* _Exercise instructions_
Pull out every line of text in the data below and copy it word for word, leaving out the pictures.

* _Excerpted data_
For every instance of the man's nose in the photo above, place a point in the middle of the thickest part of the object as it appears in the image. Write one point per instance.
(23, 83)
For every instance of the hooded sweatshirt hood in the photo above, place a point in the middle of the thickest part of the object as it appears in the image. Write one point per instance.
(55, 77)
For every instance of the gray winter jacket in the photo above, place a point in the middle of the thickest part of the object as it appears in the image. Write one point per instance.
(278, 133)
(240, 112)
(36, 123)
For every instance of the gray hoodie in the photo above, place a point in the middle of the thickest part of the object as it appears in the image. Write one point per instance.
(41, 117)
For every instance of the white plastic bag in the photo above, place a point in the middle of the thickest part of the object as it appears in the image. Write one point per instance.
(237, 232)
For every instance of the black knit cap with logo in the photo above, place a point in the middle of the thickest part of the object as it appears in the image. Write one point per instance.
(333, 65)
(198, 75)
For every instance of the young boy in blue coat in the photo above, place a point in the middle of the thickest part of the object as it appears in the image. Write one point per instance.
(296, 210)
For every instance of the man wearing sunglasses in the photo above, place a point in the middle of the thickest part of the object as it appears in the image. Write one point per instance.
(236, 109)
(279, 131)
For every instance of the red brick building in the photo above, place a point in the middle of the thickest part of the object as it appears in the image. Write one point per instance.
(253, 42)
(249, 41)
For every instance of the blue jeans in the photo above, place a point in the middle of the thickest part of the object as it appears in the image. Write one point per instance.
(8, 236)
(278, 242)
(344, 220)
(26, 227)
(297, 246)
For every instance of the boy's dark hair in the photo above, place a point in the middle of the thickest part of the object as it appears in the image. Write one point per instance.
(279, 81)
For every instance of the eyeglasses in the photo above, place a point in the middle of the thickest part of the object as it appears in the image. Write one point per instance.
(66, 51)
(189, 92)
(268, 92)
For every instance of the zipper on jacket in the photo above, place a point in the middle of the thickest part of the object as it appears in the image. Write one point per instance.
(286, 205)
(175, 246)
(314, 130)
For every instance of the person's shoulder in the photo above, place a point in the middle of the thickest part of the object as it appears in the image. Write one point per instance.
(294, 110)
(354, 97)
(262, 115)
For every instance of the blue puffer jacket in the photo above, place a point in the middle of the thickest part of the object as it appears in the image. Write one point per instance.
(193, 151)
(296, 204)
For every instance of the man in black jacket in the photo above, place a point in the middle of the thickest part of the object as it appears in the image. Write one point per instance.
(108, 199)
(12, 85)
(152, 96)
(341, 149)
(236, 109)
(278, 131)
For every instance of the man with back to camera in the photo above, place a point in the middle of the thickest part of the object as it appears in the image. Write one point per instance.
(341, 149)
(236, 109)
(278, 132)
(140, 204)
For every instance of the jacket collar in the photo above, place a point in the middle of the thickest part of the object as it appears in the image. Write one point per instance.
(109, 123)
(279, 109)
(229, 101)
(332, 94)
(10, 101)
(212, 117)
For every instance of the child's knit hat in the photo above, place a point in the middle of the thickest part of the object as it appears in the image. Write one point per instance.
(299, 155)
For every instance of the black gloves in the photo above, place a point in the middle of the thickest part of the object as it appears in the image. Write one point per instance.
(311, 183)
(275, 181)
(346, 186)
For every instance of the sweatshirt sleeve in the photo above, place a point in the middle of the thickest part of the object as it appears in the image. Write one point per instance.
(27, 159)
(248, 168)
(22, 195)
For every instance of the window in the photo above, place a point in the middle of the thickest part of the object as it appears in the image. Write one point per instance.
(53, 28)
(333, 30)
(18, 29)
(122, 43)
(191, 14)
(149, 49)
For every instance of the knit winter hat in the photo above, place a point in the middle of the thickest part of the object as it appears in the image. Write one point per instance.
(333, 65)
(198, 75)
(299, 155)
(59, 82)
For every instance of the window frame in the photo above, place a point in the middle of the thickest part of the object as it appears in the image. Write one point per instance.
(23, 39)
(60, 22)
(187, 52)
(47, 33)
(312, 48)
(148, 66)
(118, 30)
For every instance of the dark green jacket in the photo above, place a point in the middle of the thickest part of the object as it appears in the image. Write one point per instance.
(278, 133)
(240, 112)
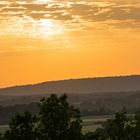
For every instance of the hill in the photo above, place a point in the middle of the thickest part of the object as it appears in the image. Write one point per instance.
(78, 86)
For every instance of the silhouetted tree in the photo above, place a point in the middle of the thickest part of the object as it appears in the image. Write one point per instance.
(22, 127)
(59, 120)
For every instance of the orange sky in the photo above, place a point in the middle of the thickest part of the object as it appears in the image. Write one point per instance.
(45, 40)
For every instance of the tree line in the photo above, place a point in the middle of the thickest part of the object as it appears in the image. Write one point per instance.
(58, 120)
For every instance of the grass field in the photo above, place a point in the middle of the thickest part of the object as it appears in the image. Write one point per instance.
(90, 123)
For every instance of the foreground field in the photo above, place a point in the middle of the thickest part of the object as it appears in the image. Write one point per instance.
(90, 123)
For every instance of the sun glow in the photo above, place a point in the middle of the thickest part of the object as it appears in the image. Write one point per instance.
(43, 1)
(49, 27)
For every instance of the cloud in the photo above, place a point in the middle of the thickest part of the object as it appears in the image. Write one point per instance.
(69, 13)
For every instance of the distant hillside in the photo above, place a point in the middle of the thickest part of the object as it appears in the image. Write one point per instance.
(78, 86)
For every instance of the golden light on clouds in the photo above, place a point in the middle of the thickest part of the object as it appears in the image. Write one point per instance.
(44, 40)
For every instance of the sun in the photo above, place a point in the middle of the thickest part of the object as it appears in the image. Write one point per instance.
(43, 1)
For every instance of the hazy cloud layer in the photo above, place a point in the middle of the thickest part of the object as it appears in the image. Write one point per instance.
(33, 16)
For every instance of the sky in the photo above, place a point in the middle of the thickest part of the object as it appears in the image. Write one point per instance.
(44, 40)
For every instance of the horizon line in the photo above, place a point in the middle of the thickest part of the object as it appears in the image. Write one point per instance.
(67, 79)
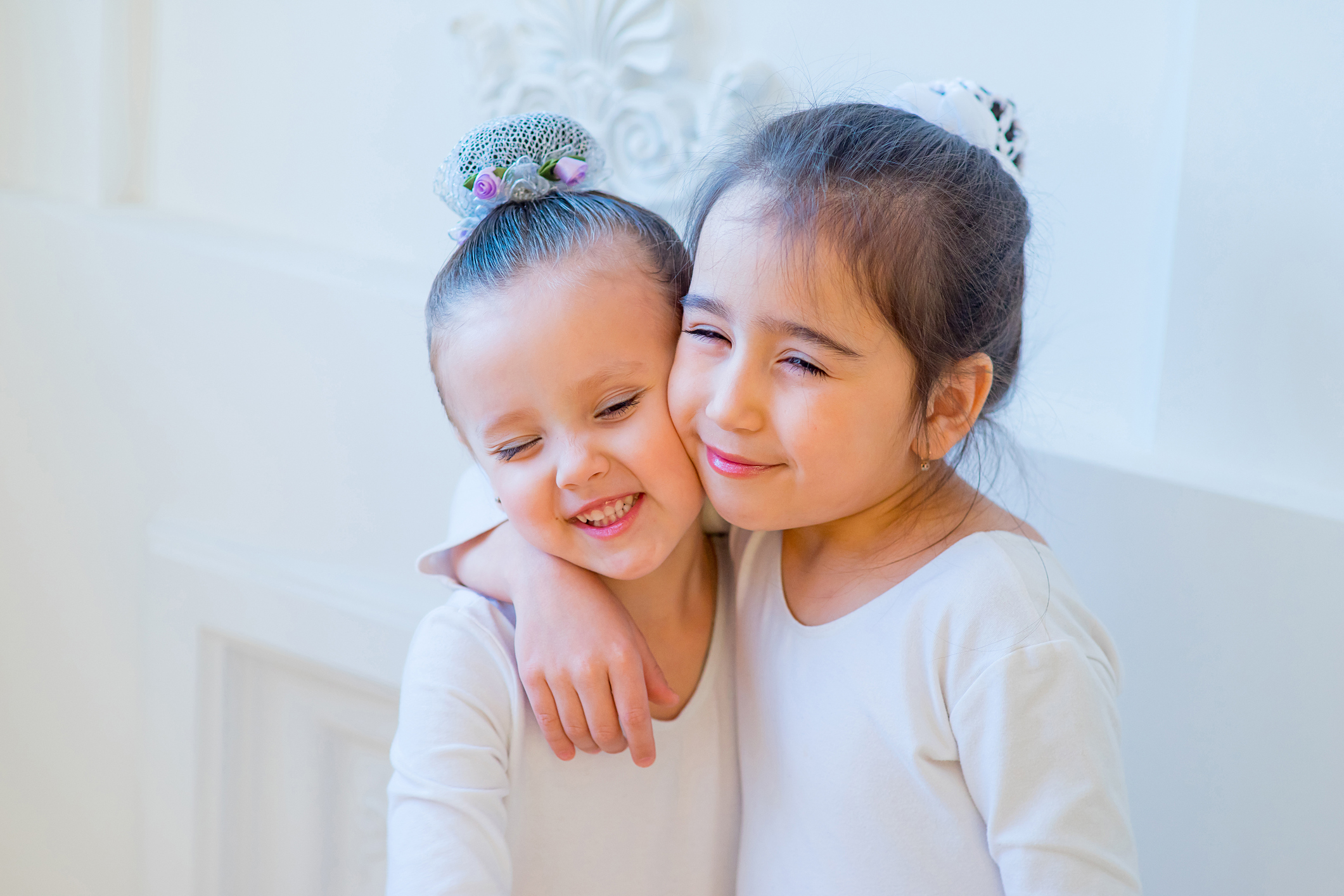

* _Final answer_
For every instance of the man's nose in the photo above, place a point in the middle of the thickest part of the object as it appears in the image. Write one point per instance.
(23, 83)
For every instance of the hooded sweatshirt hood in the photo above, place a point in the middle of the thickest part of the object as it appears in the image. Write one point per instance.
(55, 77)
For every instance of the gray winter jacket in the photo above, place a point in the middle of the thickest part of the object as it appears in the image. Write one point per instance.
(278, 133)
(240, 112)
(36, 123)
For every instance of the gray hoodie in the photo above, place a point in the middle of the thickest part of the object as it appears in the image. Write one point per instance.
(41, 117)
For every instance of the white plastic bag in the photo above, place a point in the middle of the thickest part of the object as it appears in the image. Write one point per instance.
(237, 232)
For every instance of the black knit cap with logo in the photo above, place a point in the middle of the thickest part of the object as it appears in the image. Write one point per instance.
(333, 65)
(198, 75)
For every instance of the young boy in blue coat in the photo above, place a point in the middle of the thickest part of the object as it appears in the image. Write one point per instance.
(296, 210)
For every instance of the man wearing sunglasses in the photo above, place a point in the middle of the thickest part of the object as it appears in the image. Write one point per instance.
(236, 109)
(279, 131)
For every instance of the red brick building in the photo above, place a point in the middle of the thickest part of the object as it appears in the image. Write one point per instance.
(253, 42)
(249, 41)
For every instance of the blue jeans in the photo above, place a point in the middle of the thickest part of the object as it appears in the image. Write one point per instance.
(8, 236)
(278, 242)
(344, 220)
(26, 227)
(297, 246)
For every instance of the boy's dark hair in the photo above, place a point in the middle of the thickest part of the object as it appears in the image. Write one point per instance.
(279, 81)
For every instance of the eyeglasses in the photo above, place a point in the middle of the thickest part of the object as it appears in the image. Write one point per instance.
(66, 51)
(189, 92)
(268, 92)
For every instance of the zipper on jacket in the photo above, place a point in the middle of the thickest part of the object as it appears in the image. Write one point per instance.
(286, 205)
(175, 246)
(314, 130)
For every instance of the person's shoulder in the photo above, place a point in the middle of the thickest part of the object as it appears in the image. Write one point per instance.
(294, 110)
(354, 97)
(262, 115)
For every instance of the blue puffer jacket in the photo above, place a point in the middle of the thickest part of the object as it appears in the image. Write one point per instance.
(193, 151)
(296, 204)
For every instance of the man in black jacket in the photo above, place a point in the middle of the thickest part of the object as it appears in the image. Write one point per instance.
(108, 199)
(12, 85)
(152, 96)
(341, 149)
(236, 109)
(278, 131)
For every instance of the man with back to camera in the photo above, place a point in the middle of the thickest part of the object as it appears in the image. Write one point per instance.
(341, 149)
(236, 109)
(278, 132)
(140, 204)
For every instance of the jacket collar in the photo above, place a point in the middle of the thickest part of the object as it appears in the image. Write one point per instance.
(109, 123)
(279, 109)
(229, 101)
(332, 94)
(10, 101)
(212, 117)
For every instance of the child's knit hat in the photo above, place a point in the middle of the thickest part of the object as it appears in the image. Write one point per instance.
(299, 155)
For every instance of the black gloves in the photo above, place a point in the middle of the thickest part of the object as it appears in the image. Write one point per instance.
(311, 183)
(275, 181)
(346, 186)
For every instance of the sweatshirt sleeve in the photo above, place a point in the middle of the thickest part of the object as it appears in the image. Write one point per instance.
(27, 159)
(248, 168)
(22, 195)
For every instance of the window in the photo above, place a point in the middle of the thickest part of the object as it appears in the image. Write one point per instance.
(53, 28)
(333, 30)
(18, 29)
(122, 43)
(191, 14)
(149, 49)
For every instance of the knit winter hat in the photo above, place a point in the middle of the thickest part of the object as it appears in the image. Write one point per instance.
(333, 65)
(198, 75)
(299, 155)
(59, 82)
For every instance of the window frame in the photo above, place a point in the middle of the thickest part of the object as it appears in the image. Write one point per instance.
(23, 39)
(60, 22)
(187, 52)
(47, 33)
(312, 48)
(148, 66)
(118, 30)
For every instance of the dark green jacket in the photo above, place a point in the middle of the thickest part of the object as it appears in the image. Write one point per instance.
(278, 133)
(240, 112)
For every instance of the hill in the photo above, place a point in the middle of the thickest part of the object as it appears in the image. Write one point per instance.
(78, 86)
For every instance of the silhouetted tree in the photo above, place a point in the middle of the thickest part of the object as it appears in the image. Write one point per instance.
(22, 127)
(59, 120)
For every instance of the orange sky in the photo above, place a point in the middle of the thickest part of the object as it appears in the image. Write one point per instance.
(45, 40)
For every instance of the tree line in the photo above, place a point in the middle of the thickest part of the object as it appears in the image. Write one point per instance.
(58, 120)
For every instance of the grass field in the photo above, place a point in the middle of the thickest part of the object as it appears in the image. Write one point per instance.
(90, 123)
For every instance of the foreground field in the photo above, place a point in the middle of the thickest part of the object as it appears in the image. Write one point per instance.
(90, 123)
For every instance of the sun glow in the photo above, place a point in the middle of the thickest part of the object as it appears in the image. Write one point per instance.
(43, 1)
(49, 27)
For every instance of the cloud in the photo above, place a point in the middle of the thickest part of the object as it appears in the image. Write one point per instance.
(69, 13)
For every instance of the distant hillside in the photo above, place a point in the middle of the thickest part of the object as it appears in the image. Write one point per instance.
(78, 86)
For every instance of the golden light on clouds in the photo above, place a point in the middle of the thickest part of the object as it appears in the image. Write one point per instance.
(44, 40)
For every instance of the sun in the photo above, place a point in the middle of the thickest part of the object as it appears in the image. Write one point per instance.
(43, 1)
For every instance of the hazy cloud layer in the photo above, place a point in the middle of the thickest part of the object as it appears in the image. Write one point per instance.
(33, 16)
For every instance of the sky in the photo above, place a point in the middle of the thickest part of the object as it appears in the image. Write one point per instance.
(44, 40)
For every instance of the horizon line in the photo above, place a point in the middle of the thickest part of the object as it appears in the image. Write one point per instance.
(67, 79)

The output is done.